Extract to read:
Step #5: Autoscaling with TMS

AI Model Orchestration with Triton Management Service (Latest)

Autoscaling is a feature you can enable for your leases in TMS. When enabled, TMS will monitor the metrics you specify (CPU utilization, GPU utilization, or request queue time) for your Triton instance(s), and if past a threshold, TMS will deploy more Triton instances to balance the load.

For example, if you set a threshold at 70% GPU utilization, TMS will detect when your GPU utilization passes 70%, and scale the model(s) out across other GPUs in your system by automatically deploying more Triton instances. Here is a diagram demonstrating autoscaling with TMS:

autoscaling-diagram.png

Note

You can autoscale Triton instances up to as many GPU instances (GPUs or MIG slices) are in your system. This means there will at most be a 1:1 ratio of Triton instances to GPU instances. In this lab, we have 1 x NVIDIA A30 GPU that has 2 MIG slices configured, which means we have 2 GPU instances. Therefore, we can autoscale up to 2 Triton instances. We already specified this autoscaling setting during TMS installation.

Autoscaling across MIG slices using GPU utilization is coming soon, so in this lab we will only auto-scale based on the queue time metric.

Important

TMS only supports a MIG strategy of single.

A good use case for autoscaling is where you have a model that will see a high volume/spike in requests at a certain time, and then lower traffic at other times. In this lab, we will demonstrate autoscaling using a Hugging Face transformer model for generating text embeddings. In a production environment, this example might mimic the workflow of large documents being sent to the model every so often, spiking the traffic at those times, while the request volume drops lower when not in use.

(Records from a collection)
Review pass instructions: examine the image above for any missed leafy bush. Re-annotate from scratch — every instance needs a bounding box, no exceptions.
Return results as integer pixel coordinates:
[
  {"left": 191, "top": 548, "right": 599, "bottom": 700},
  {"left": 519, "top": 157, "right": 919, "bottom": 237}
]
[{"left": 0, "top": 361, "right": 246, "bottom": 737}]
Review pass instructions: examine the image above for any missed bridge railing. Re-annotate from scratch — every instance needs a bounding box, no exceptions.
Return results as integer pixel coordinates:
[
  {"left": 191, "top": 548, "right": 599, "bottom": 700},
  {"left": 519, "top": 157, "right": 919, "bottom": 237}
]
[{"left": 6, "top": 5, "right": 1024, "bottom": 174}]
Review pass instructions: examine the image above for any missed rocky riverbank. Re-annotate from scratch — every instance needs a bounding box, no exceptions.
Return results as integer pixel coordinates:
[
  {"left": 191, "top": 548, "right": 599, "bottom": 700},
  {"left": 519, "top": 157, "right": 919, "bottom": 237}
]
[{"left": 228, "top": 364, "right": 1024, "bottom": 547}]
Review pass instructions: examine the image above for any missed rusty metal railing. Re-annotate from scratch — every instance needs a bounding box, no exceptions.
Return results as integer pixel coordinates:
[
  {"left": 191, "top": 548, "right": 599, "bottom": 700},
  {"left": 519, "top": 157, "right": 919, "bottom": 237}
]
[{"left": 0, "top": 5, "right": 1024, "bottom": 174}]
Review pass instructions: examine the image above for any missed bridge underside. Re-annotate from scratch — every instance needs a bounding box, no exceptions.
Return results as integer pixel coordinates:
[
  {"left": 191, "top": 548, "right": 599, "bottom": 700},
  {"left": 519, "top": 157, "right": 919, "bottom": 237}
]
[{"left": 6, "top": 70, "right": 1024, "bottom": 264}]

Problems to solve:
(a) Summarize the page on autoscaling with TMS in two sentences.
(b) Pick up the page on autoscaling with TMS after its final sentence and keep writing.

Task results:
(a) When autoscaling is enabled for a lease, TMS monitors the chosen metrics (CPU utilization, GPU utilization, or request queue time) and deploys more Triton instances once a threshold is passed, up to one Triton instance per GPU instance in the system. In the lab, one NVIDIA A30 GPU with 2 MIG slices allows up to 2 Triton instances, with scaling based on queue time and demonstrated using a Hugging Face transformer model that generates text embeddings.

(b)
  1. Open the SSH Console from the left pane and ensure we have no active leases before we get started.

    Copy
    Copied!
                

    ./tmsctl lease list

    If you see any active leases, you can remove them with the command ./tmsctl lease release <lease ID>

  2. Since the model we’re going to autoscale doesn’t use the default Triton server container, we have to add our specific Triton container to TMS’s list of allowed images.

    Copy
    Copied!
                

    ./tmsctl allowlist add nvcr.io/nvlp-aienterprise/nvlp-customers/triton-transformers:1.0


  3. We’re going to autoscale the text embeddings ensemble model used for sensitive information detection, which is made up of three directories:

    • transformer_tensorrt_inference

    • transformer_tensorrt_model

    • transformer_tensorrt_tokenize

    TMS supports ensemble models by allowing you to specify multiple models in your lease. Let’s take a look at some of the other tmsctl flags we will use for this lease:

    • -m this flag specifies one model for the lease and can be listed multiple times for multi-model leases

    • --triton-image this flag specifies which Triton image to use for the lease

    • --enable-autoscaling this flag turns on autoscaling for the lease

    • --autoscaling-metric-queue-time this flag enables queue time based autoscaling

    • --autoscaling-metric-queue-time-threshold this flag specifies the queue time threshold for when TMS should deploy more Triton instances

    Create the autoscaling enabled lease. Since this is an ensemble model made up by three componenets, we use the -m flag three times to specify each component:

    Again, this may take a few minutes, so be patient.

    Copy
    Copied!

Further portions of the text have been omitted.